▸ **What the exercise asks**:
Show each line of the items below that contains the word "appreciated", reproducing every such line in full.

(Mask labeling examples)
____________
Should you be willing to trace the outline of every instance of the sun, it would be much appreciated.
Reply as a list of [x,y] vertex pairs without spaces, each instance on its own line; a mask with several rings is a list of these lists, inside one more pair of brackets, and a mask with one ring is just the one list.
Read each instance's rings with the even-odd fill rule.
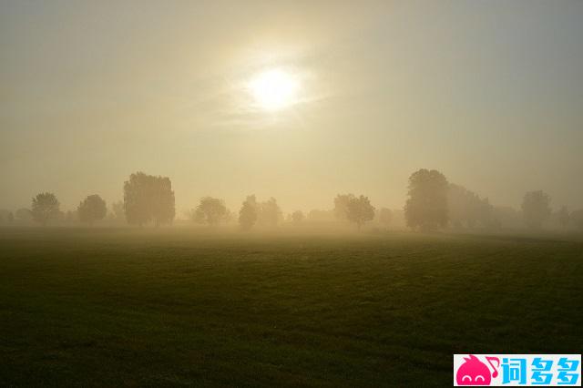
[[297,79],[281,69],[263,71],[249,83],[249,90],[258,106],[271,111],[292,105],[298,88]]

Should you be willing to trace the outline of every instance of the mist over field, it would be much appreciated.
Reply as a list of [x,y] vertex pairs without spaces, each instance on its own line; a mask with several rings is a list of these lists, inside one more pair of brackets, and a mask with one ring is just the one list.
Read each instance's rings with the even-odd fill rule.
[[582,20],[0,0],[0,386],[445,386],[454,354],[484,385],[518,372],[474,354],[578,355]]

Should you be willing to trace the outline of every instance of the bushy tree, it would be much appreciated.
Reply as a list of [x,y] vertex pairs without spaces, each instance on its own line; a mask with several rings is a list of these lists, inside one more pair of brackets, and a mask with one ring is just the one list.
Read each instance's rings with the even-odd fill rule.
[[174,191],[168,177],[137,172],[124,183],[124,213],[128,223],[143,226],[153,221],[158,227],[171,223],[175,211]]
[[213,226],[225,220],[227,207],[222,199],[204,197],[193,212],[194,221]]
[[387,208],[382,208],[378,211],[378,220],[384,228],[388,228],[393,221],[393,211]]
[[558,209],[557,212],[557,220],[558,220],[558,224],[563,228],[566,228],[568,225],[570,214],[568,213],[567,206],[561,206],[561,209]]
[[441,172],[425,168],[409,177],[404,215],[409,228],[429,230],[447,225],[447,179]]
[[45,226],[51,220],[56,220],[60,216],[60,203],[53,193],[45,192],[36,194],[33,198],[32,216],[33,220]]
[[529,191],[522,200],[522,216],[527,227],[538,229],[550,218],[550,197],[542,190]]
[[257,199],[254,195],[250,195],[243,201],[243,204],[239,210],[239,225],[244,230],[249,230],[257,222],[258,213]]
[[277,200],[271,197],[259,206],[258,223],[262,226],[275,227],[283,218]]
[[293,222],[294,224],[302,223],[303,219],[304,217],[302,210],[295,210],[293,213],[292,213],[292,222]]
[[363,195],[358,198],[353,196],[349,199],[346,206],[346,220],[355,223],[358,229],[361,229],[364,222],[370,221],[373,218],[374,207],[371,205],[368,197],[364,197]]
[[93,225],[95,221],[103,220],[107,214],[106,201],[97,194],[86,198],[79,203],[77,211],[81,222]]

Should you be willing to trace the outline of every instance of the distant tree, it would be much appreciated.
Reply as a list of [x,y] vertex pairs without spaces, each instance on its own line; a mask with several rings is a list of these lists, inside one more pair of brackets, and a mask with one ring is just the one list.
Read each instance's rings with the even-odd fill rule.
[[388,228],[393,220],[393,211],[390,209],[382,208],[378,211],[379,223],[384,228]]
[[143,172],[129,176],[124,183],[124,213],[128,223],[154,226],[171,223],[175,216],[174,191],[168,177],[154,177]]
[[447,179],[441,172],[425,168],[409,177],[404,214],[409,228],[429,230],[447,225]]
[[550,218],[550,197],[542,190],[529,191],[522,200],[522,215],[529,228],[537,229]]
[[303,213],[302,212],[302,210],[295,210],[293,213],[292,213],[292,221],[294,224],[302,223],[303,219],[304,219],[304,217],[303,217]]
[[354,199],[354,194],[338,194],[334,199],[334,217],[343,221],[348,220],[348,204]]
[[568,214],[567,206],[561,206],[561,209],[558,209],[557,212],[557,220],[558,220],[558,224],[563,228],[566,228],[568,225],[570,215]]
[[370,221],[373,218],[374,207],[371,205],[368,197],[361,195],[357,198],[353,196],[349,199],[346,207],[346,220],[355,223],[358,229],[361,229],[364,222]]
[[20,208],[19,209],[17,209],[15,213],[15,216],[19,221],[28,222],[33,220],[32,211],[26,208]]
[[583,230],[583,209],[571,213],[571,222],[576,228]]
[[260,204],[257,218],[260,225],[275,227],[282,218],[281,209],[273,197]]
[[124,213],[124,202],[118,200],[111,204],[111,212],[116,221],[125,220],[126,215]]
[[239,210],[239,224],[244,230],[249,230],[257,222],[258,213],[257,199],[254,195],[250,195],[243,201],[243,205]]
[[103,220],[107,214],[106,201],[97,194],[86,198],[79,203],[77,211],[81,222],[93,225],[95,221]]
[[58,219],[61,211],[59,207],[60,203],[55,194],[49,192],[36,194],[32,203],[33,220],[45,226],[49,220]]
[[224,220],[227,207],[222,199],[204,197],[194,211],[195,221],[213,226]]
____________
▸ **Response to the task**:
Should you be willing to trace the outline of every instance of the sun, it would be much appreciated.
Should you be willing to trace the outline of every instance of the mist over field, it would be much appreciated.
Should you be willing to trace the outline of every instance of the bushy tree, it would be much appreciated.
Should you be willing to trace the outline of every instance of the distant tree, it would be much appreciated.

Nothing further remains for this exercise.